Assigned task 1:
How would the sentence "What have workers gotten from all of this productivity?" from the list of national problems below read in Spanish?
Assigned task 2:
What are all the numbered headings in the list of national problems below, given with their numbers?

Source extract:

Nobody’s interested in finding the middle ground these days. Remember arguing with the Soviets? They started out with a list of demands and
if you asked them to forego the dot over one “I” they would scream like you
were killing them and claim that they could not possibly abandon their
principles to accommodate you. This
lesson was learned by the Republican party, to our detriment;
13. High
Productivity/Low Wages. In the last
thirty years, human productivity has gone through the roof, it has exploded to
levels that would have been science fiction back in the 1960’s. What have workers gotten from all of this productivity? Lower wages in real terms. Unions destroyed, benefits eroded, and all of
the old covenants between labor and management abrogated by the corporations. The productivity itself has led to higher
systemic levels of unemployment, which also serves to lower wages. All of the money generated by the high
productivity has accrued to the benefit of the investment class;
14. Income
Inequality. Think of the Willard Romney
family and Honey Boo Boo’s family. Get
the picture?
15. Our Unbalanced
And Regressive Tax Structure. Over the last
thirty or forty years the tax structure has been altered to lower rates on
income derived from capital gains while raising them on wages.
So Warren Buffet’s secretary pays a rather higher percentage rate on her
income than he does on his. Add in the
more recent infatuation with sales taxes and fees for everything imaginable and
you get a tax system that oppresses the lower income ranges while giving the
upper ranges a virtual pass;
16. The Threat To
Public Education. I never went to public
schools myself, but my children did. I
believe that managed correctly they are the great levelers that can be so
important to a democracy. In a simpler
age they functioned to homogenize the diversity of America, rendering all
students “Americans” with a common experience.

Record set:
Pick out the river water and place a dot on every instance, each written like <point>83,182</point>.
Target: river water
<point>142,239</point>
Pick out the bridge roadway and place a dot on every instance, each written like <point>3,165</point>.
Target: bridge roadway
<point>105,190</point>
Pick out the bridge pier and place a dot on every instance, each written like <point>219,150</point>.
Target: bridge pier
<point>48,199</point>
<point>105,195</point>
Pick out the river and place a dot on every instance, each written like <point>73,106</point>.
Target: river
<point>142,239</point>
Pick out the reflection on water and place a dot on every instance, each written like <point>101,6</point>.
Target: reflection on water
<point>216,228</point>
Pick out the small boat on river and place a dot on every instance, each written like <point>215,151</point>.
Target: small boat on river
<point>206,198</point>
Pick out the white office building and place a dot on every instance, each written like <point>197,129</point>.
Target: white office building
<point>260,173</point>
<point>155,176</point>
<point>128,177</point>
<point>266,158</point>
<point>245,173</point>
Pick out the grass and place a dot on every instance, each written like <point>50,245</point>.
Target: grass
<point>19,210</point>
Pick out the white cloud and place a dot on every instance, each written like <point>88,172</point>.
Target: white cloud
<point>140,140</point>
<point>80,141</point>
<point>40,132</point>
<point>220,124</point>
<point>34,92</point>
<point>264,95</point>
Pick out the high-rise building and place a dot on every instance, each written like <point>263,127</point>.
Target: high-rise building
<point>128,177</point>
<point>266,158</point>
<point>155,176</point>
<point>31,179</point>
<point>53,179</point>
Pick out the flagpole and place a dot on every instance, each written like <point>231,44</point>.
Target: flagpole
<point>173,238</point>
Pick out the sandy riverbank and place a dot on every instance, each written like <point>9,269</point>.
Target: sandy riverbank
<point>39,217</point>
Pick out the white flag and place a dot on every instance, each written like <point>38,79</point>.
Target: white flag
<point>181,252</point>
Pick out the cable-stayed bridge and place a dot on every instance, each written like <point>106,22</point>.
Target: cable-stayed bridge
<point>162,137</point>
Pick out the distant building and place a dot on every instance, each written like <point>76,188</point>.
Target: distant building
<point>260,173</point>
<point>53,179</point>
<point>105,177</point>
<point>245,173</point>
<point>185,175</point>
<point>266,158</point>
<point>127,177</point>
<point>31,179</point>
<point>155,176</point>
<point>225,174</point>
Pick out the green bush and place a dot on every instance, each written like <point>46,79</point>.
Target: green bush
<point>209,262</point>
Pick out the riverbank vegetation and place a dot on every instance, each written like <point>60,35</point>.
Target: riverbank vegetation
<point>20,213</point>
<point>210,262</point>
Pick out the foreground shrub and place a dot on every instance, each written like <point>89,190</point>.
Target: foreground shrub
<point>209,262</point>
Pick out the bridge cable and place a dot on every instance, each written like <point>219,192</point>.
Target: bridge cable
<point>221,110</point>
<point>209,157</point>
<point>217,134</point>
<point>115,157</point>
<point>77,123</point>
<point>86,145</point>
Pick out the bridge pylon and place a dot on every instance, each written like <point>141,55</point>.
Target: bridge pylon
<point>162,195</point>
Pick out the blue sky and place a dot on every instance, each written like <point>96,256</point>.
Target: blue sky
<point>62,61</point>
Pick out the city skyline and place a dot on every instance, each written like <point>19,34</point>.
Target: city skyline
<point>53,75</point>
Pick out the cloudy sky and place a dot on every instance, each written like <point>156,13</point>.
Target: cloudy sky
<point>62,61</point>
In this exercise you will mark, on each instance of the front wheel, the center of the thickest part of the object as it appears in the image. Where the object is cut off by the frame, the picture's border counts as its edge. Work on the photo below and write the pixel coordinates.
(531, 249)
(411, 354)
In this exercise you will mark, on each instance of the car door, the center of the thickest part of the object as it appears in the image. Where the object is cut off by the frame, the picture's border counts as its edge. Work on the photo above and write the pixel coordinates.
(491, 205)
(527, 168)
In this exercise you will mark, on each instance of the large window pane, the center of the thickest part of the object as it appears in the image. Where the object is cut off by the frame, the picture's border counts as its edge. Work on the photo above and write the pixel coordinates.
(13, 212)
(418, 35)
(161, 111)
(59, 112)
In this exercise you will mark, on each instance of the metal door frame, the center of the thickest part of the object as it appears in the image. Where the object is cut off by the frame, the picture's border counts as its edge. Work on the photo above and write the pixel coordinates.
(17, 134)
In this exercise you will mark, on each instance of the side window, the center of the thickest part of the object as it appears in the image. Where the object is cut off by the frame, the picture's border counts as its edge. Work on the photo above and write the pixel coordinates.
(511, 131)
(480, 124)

Answer box 1:
¿Qué han obtenido los trabajadores de toda esta productividad?

Answer box 2:
13. High Productivity/Low Wages
14. Income Inequality
15. Our Unbalanced And Regressive Tax Structure
16. The Threat To Public Education